▶ _Text shown_
************
A bit about Genepi :
It is my favorite digestivo when we are in Piemonte, and I never go back home without two bottles. The ingredient is one, or a mix of, species of the Artemisia plant, basically types of wormwood or mugwort in common English language. There are quite a few species of these in the mountains of northwest Italy that are suitable for the production of the genepi liqueur (of course Artemisia genepi is one of them), but there are some that are not considered suitable. Of these latter, Artemisia absinthium is the one that the famous absinthe drink is made of, for example.
Theoretically you could prepare the Genepi drink yourself, either by finding local varieties of Artemisia in North America that would give the same flavor, or by just bringing back a packet of dried genepi plants from Italy - I suppose they're sold there. The Genepi liquer produced in Piemonte is either sourced from Artemisia plants in the wild, or similar plants that are cultivated.
************
▶ _Problem details_
Extend the passage on Genepi liqueur by writing what comes after its last sentence. The rows after this passage have no connection to the passage on Genepi liqueur.

▶ _Records_
************
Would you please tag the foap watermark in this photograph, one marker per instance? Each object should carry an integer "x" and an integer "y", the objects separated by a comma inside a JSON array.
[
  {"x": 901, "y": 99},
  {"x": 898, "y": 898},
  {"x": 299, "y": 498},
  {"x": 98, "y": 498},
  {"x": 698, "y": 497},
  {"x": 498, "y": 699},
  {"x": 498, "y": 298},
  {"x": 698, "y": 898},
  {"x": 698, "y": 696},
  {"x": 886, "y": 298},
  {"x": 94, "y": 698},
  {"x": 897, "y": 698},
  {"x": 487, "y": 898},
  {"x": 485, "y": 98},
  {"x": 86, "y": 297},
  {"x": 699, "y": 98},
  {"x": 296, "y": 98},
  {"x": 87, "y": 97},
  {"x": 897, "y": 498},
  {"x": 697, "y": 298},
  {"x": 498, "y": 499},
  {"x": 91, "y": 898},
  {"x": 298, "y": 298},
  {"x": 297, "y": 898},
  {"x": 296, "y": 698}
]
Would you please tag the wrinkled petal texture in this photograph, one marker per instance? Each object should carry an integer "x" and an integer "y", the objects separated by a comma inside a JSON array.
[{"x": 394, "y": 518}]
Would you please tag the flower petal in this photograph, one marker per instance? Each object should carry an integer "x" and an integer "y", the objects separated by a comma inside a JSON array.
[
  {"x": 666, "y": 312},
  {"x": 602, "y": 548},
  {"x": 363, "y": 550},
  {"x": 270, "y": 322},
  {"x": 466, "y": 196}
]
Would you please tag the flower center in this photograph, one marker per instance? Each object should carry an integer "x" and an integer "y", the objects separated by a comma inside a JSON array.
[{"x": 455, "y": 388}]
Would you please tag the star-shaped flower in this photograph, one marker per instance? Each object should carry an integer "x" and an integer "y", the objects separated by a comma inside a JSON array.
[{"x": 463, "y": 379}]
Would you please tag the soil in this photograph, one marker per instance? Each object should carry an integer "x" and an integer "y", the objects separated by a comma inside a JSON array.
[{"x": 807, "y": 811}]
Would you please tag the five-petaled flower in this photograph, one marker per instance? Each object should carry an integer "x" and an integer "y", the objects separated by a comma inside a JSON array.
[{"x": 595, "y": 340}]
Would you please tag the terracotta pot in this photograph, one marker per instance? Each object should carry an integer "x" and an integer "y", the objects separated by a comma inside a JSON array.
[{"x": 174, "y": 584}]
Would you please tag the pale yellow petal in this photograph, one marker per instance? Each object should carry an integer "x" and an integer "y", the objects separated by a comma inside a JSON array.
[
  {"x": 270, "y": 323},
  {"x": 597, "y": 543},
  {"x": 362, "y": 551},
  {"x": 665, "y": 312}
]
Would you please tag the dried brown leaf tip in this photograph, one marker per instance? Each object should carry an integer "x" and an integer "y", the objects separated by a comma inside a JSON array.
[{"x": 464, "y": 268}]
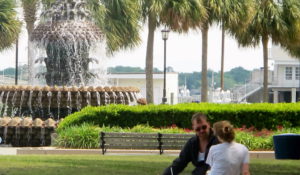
************
▶ _The output_
Another option for you would be to try a local American brand - a while ago I learned that there is a distiller in the States that has concocted a Genepi drink :

In the photo is one that I first got to know in 2008, from a distiller high in the mountains to the west of Cuneo. He grows the plants biodynamically, and I met him at the Slow Food Salone del Gusto event the same year.

Our first experience was in Annecy France, it was the restaurants own infused recipe, very good. Thanks for info, I'll put the feelers out to try to acquire some dried Artemesia plants to try myself!